▶ _Provided data_

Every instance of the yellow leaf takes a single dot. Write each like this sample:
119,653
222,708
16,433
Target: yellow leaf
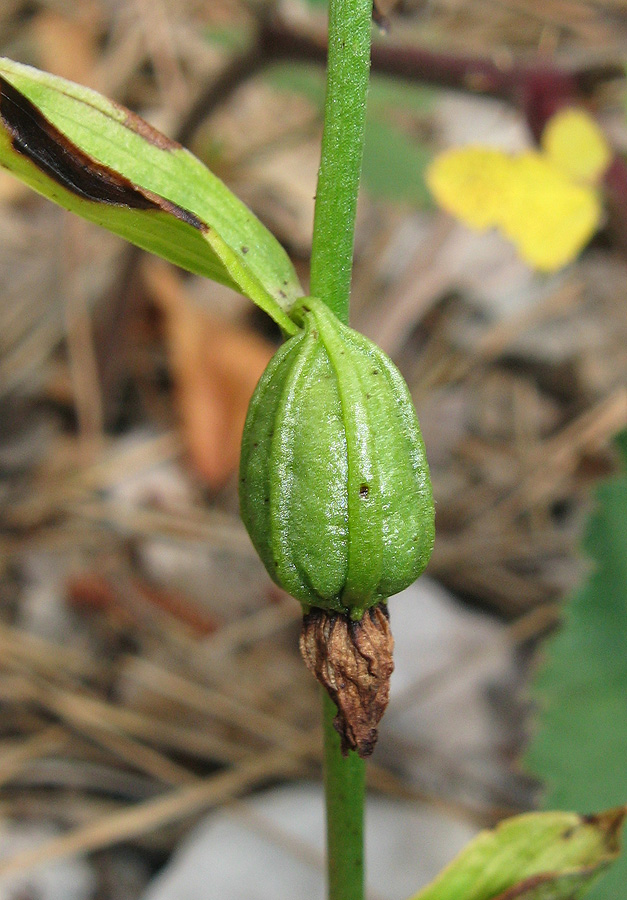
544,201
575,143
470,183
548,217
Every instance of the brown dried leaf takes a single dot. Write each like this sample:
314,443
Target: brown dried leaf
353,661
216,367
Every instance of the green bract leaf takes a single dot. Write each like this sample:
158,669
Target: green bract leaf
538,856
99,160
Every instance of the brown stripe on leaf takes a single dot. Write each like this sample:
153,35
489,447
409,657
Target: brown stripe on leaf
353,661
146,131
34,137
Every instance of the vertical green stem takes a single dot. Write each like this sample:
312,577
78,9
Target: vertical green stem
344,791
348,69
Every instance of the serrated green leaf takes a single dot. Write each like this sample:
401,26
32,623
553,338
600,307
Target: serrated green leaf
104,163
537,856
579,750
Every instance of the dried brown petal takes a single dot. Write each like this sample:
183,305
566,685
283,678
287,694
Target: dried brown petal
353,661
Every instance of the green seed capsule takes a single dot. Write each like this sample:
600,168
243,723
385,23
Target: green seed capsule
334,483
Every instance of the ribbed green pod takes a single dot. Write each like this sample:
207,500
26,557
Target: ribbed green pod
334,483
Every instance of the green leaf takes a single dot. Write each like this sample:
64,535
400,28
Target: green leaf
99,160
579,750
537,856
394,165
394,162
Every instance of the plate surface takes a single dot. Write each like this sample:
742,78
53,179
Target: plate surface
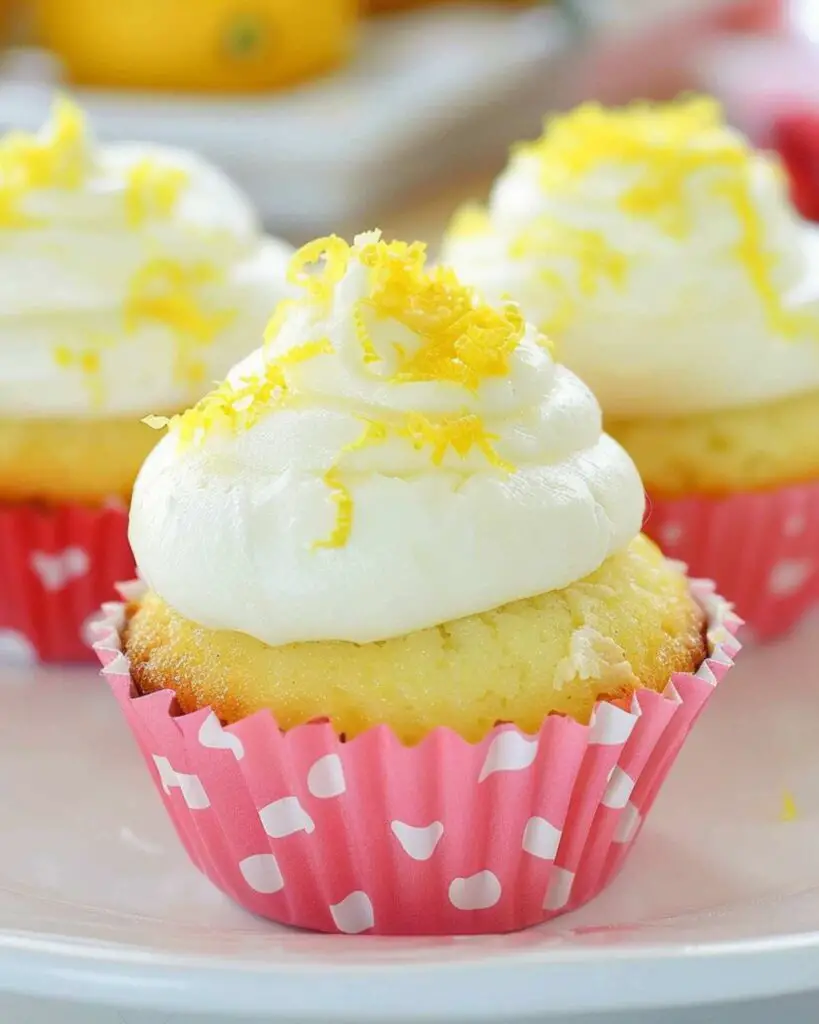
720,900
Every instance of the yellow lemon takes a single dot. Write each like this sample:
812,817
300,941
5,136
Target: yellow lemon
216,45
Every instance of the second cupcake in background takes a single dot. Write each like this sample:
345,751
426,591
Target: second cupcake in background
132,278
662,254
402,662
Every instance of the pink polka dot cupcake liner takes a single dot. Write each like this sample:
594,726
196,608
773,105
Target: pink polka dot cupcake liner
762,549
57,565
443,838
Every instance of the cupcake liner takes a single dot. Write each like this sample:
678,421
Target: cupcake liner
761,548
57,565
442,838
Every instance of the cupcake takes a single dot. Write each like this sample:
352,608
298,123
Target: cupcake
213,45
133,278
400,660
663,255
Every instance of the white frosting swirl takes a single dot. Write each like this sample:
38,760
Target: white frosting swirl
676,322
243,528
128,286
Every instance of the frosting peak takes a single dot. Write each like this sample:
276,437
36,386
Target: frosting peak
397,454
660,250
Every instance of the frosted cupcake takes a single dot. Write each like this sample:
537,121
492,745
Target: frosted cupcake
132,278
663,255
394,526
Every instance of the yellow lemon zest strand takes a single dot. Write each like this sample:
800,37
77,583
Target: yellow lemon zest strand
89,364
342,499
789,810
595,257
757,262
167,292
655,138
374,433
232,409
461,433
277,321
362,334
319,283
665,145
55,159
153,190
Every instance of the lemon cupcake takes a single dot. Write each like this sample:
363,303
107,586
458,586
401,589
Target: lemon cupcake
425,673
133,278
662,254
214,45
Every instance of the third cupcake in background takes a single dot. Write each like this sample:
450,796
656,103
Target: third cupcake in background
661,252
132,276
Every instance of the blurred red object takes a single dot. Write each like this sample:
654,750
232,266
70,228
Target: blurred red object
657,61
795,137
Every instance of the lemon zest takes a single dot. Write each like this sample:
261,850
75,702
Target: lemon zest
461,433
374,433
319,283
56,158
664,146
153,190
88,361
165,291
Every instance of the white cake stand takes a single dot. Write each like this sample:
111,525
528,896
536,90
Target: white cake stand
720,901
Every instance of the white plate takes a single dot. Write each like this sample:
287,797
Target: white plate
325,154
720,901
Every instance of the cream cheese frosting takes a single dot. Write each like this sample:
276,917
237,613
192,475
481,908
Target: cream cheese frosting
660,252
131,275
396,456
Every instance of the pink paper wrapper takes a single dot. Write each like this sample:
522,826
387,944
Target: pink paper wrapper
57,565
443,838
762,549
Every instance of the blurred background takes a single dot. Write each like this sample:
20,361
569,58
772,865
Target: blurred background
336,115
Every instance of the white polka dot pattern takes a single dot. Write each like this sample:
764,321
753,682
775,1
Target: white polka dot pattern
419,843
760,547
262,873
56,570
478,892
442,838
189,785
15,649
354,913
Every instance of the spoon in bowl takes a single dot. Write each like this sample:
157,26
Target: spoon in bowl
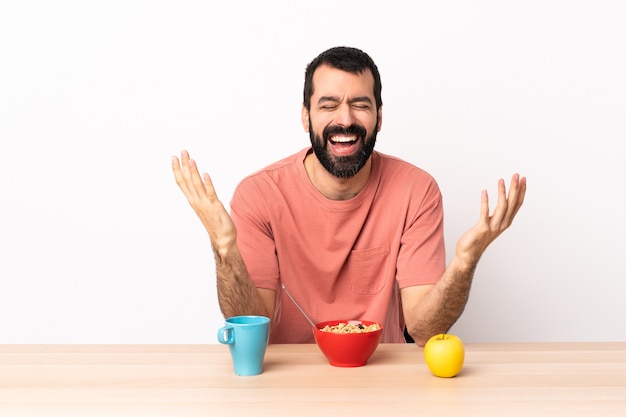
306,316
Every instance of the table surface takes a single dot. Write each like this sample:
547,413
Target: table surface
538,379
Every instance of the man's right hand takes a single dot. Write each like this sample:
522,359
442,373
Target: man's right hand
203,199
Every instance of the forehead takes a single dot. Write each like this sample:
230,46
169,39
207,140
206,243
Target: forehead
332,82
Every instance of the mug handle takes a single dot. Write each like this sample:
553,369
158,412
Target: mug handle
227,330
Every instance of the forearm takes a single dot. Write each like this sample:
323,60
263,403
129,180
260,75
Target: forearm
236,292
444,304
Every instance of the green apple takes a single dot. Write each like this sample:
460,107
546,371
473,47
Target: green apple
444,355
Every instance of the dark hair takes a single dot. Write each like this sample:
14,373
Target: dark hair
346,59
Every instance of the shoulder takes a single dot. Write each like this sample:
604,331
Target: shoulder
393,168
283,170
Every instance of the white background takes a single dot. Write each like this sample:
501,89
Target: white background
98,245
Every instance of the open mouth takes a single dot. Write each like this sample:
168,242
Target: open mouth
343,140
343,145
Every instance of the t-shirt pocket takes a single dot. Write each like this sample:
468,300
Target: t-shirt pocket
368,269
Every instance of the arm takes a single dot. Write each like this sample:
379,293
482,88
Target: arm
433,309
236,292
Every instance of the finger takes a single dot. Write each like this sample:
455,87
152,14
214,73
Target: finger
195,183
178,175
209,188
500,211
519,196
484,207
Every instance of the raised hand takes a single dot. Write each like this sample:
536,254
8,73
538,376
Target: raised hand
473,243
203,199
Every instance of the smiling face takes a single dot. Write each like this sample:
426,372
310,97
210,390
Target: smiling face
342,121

▶ _Instructions for the task_
Convert all of the material above into a JSON list of strings, one string per line, with blank lines and pictures left out.

▶ _Exercise answer_
[
  "Every instance of the yellow leaf takes a single dot. Write each like this sample:",
  "119,653",
  "222,708",
  "16,433",
  "Target: yellow leaf",
  "544,201",
  "575,143",
  "470,183",
  "548,217",
  "Every instance of the brown dried leaf takes a single dot. Write each like this sample:",
  "314,443",
  "Target: brown dried leaf",
  "353,661",
  "216,367",
  "Every instance of the green bract leaf takes a single dot. Write each like this sample:",
  "158,669",
  "Target: green bract leaf",
  "538,856",
  "99,160",
  "Every instance of the brown stripe on leaf takes a single dot. Write each like this sample:",
  "153,35",
  "489,447",
  "409,657",
  "Target: brown stripe on leaf",
  "353,661",
  "146,131",
  "34,137",
  "Every instance of the vertical green stem takes a single dot. Write each like this sample:",
  "312,577",
  "78,9",
  "Target: vertical green stem",
  "344,791",
  "348,69",
  "Every instance of the serrated green leaf takes a single dot. Write each like this sample:",
  "401,26",
  "32,623",
  "553,338",
  "600,307",
  "Target: serrated green leaf",
  "104,163",
  "537,856",
  "579,750",
  "Every instance of the dried brown petal takes a single dot. Write each like this sample:",
  "183,305",
  "566,685",
  "283,678",
  "287,694",
  "Target: dried brown petal",
  "353,661",
  "Every instance of the green seed capsule takes a single dot. Write each like this sample:",
  "600,168",
  "243,723",
  "385,23",
  "Target: green seed capsule",
  "334,483",
  "Every instance of the ribbed green pod takes a single dot. Write each like this sample:",
  "207,500",
  "26,557",
  "Target: ribbed green pod",
  "334,483",
  "Every instance of the green leaf takes a single dot. Write each like this sample:",
  "64,535",
  "400,28",
  "Target: green leaf",
  "99,160",
  "579,750",
  "537,856",
  "394,165",
  "394,162",
  "Every instance of the plate surface takes a single dot. Write each like this sample:",
  "742,78",
  "53,179",
  "Target: plate surface",
  "720,900",
  "Every instance of the yellow lemon takes a single dot. Write each like this sample:",
  "812,817",
  "300,941",
  "5,136",
  "Target: yellow lemon",
  "216,45",
  "Every instance of the second cupcake in background takes a single dot. Write each like this sample:",
  "345,751",
  "426,591",
  "Target: second cupcake in background",
  "132,278",
  "662,254",
  "402,662",
  "Every instance of the pink polka dot cupcake liner takes a single dot. Write each like this sample:",
  "594,726",
  "196,608",
  "773,105",
  "Target: pink polka dot cupcake liner",
  "762,549",
  "57,565",
  "443,838",
  "Every instance of the cupcake liner takes a single dot. Write each like this sample:",
  "678,421",
  "Target: cupcake liner",
  "761,548",
  "57,565",
  "442,838",
  "Every instance of the cupcake takes a single dot. Write each like this sample:",
  "352,608",
  "298,123",
  "Target: cupcake",
  "213,45",
  "133,278",
  "400,660",
  "663,255",
  "Every instance of the white frosting swirl takes a single dot. Write each like this sample:",
  "38,760",
  "Target: white frosting swirl",
  "676,322",
  "243,528",
  "128,286",
  "Every instance of the frosting peak takes a single dot. Write each like this sample:",
  "276,437",
  "36,386",
  "Target: frosting peak",
  "397,454",
  "660,250",
  "Every instance of the frosted cupcake takes a single dot. Write each like this sample:",
  "537,121",
  "492,745",
  "Target: frosted cupcake",
  "132,278",
  "663,255",
  "394,526",
  "Every instance of the yellow lemon zest strand takes a single dot. Write each like this sample:",
  "800,37",
  "77,583",
  "Target: yellow lemon zest strand",
  "89,364",
  "342,499",
  "789,810",
  "595,257",
  "757,262",
  "167,292",
  "655,138",
  "374,433",
  "232,409",
  "461,433",
  "277,321",
  "362,334",
  "319,283",
  "665,145",
  "55,159",
  "153,190",
  "Every instance of the lemon cupcake takes a single dot. Write each like this sample:",
  "363,303",
  "107,586",
  "458,586",
  "401,589",
  "Target: lemon cupcake",
  "425,673",
  "133,278",
  "662,254",
  "214,45",
  "Every instance of the third cupcake in background takes a single dot. Write each like this sample:",
  "450,796",
  "656,103",
  "Target: third cupcake in background",
  "661,252",
  "132,276",
  "Every instance of the blurred red object takes a single dot. Write each like this sample:",
  "654,750",
  "232,266",
  "70,228",
  "Target: blurred red object",
  "657,61",
  "795,137",
  "Every instance of the lemon zest takes a single dot. Write each like this sample:",
  "261,850",
  "75,702",
  "Target: lemon zest",
  "461,433",
  "374,433",
  "319,283",
  "56,158",
  "664,146",
  "153,190",
  "88,361",
  "165,291",
  "Every instance of the white cake stand takes a single dot. Write each like this sample:",
  "111,525",
  "528,896",
  "536,90",
  "Target: white cake stand",
  "720,901",
  "Every instance of the white plate takes a single dot. Write each like this sample:",
  "287,797",
  "Target: white plate",
  "325,154",
  "720,901",
  "Every instance of the cream cheese frosting takes a single dot. Write each like this sample:",
  "276,917",
  "237,613",
  "192,475",
  "481,908",
  "Target: cream cheese frosting",
  "660,252",
  "131,275",
  "396,456",
  "Every instance of the pink paper wrapper takes a single dot. Write each like this sample:",
  "522,826",
  "387,944",
  "Target: pink paper wrapper",
  "57,565",
  "443,838",
  "762,549",
  "Every instance of the blurred background takes a single dot. Write each like this sample:",
  "20,361",
  "569,58",
  "772,865",
  "Target: blurred background",
  "336,115",
  "Every instance of the white polka dot pattern takes a single dot. Write each like this sample:",
  "764,321",
  "753,682",
  "775,1",
  "Target: white polka dot pattern",
  "419,843",
  "760,547",
  "262,873",
  "56,570",
  "478,892",
  "442,838",
  "189,785",
  "15,649",
  "354,913",
  "Every instance of the spoon in bowl takes a single dot. Write each like this sample:",
  "157,26",
  "Target: spoon in bowl",
  "306,316",
  "Every instance of the table surface takes a single dot. Write each like this sample:",
  "547,413",
  "Target: table surface",
  "538,379",
  "Every instance of the man's right hand takes a single dot. Write each like this sample:",
  "522,359",
  "442,373",
  "Target: man's right hand",
  "203,199",
  "Every instance of the forehead takes a single dot. Write each like this sample:",
  "230,46",
  "169,39",
  "207,140",
  "206,243",
  "Target: forehead",
  "332,82",
  "Every instance of the mug handle takes a single dot. Write each like this sample:",
  "553,369",
  "158,412",
  "Target: mug handle",
  "227,330",
  "Every instance of the forearm takes a single dot. Write each like this sample:",
  "323,60",
  "263,403",
  "129,180",
  "260,75",
  "Target: forearm",
  "236,292",
  "444,304",
  "Every instance of the green apple takes a single dot. Write each like this sample:",
  "460,107",
  "546,371",
  "473,47",
  "Target: green apple",
  "444,355",
  "Every instance of the dark hair takes a single dot. Write each like this sample:",
  "14,373",
  "Target: dark hair",
  "346,59",
  "Every instance of the shoulder takes a single dot. Write each like this sample:",
  "604,331",
  "Target: shoulder",
  "393,168",
  "283,170",
  "Every instance of the white background takes a single dot. Write each like this sample:",
  "501,89",
  "Target: white background",
  "98,245",
  "Every instance of the open mouth takes a single dot. Write each like this sample:",
  "168,242",
  "Target: open mouth",
  "343,140",
  "343,145",
  "Every instance of the t-shirt pocket takes a single dot. Write each like this sample:",
  "468,300",
  "Target: t-shirt pocket",
  "368,269",
  "Every instance of the arm takes a single dot. Write each like this sample:",
  "379,293",
  "482,88",
  "Target: arm",
  "433,309",
  "236,292",
  "Every instance of the finger takes a single dot. Write each like this sample:",
  "455,87",
  "152,14",
  "214,73",
  "Target: finger",
  "195,183",
  "178,175",
  "209,188",
  "500,211",
  "519,196",
  "484,207",
  "Every instance of the raised hand takes a single dot. Write each like this sample:",
  "536,254",
  "8,73",
  "538,376",
  "Target: raised hand",
  "473,243",
  "203,199",
  "Every instance of the smiling face takes a single dot. Write each like this sample:",
  "426,372",
  "310,97",
  "210,390",
  "Target: smiling face",
  "342,121"
]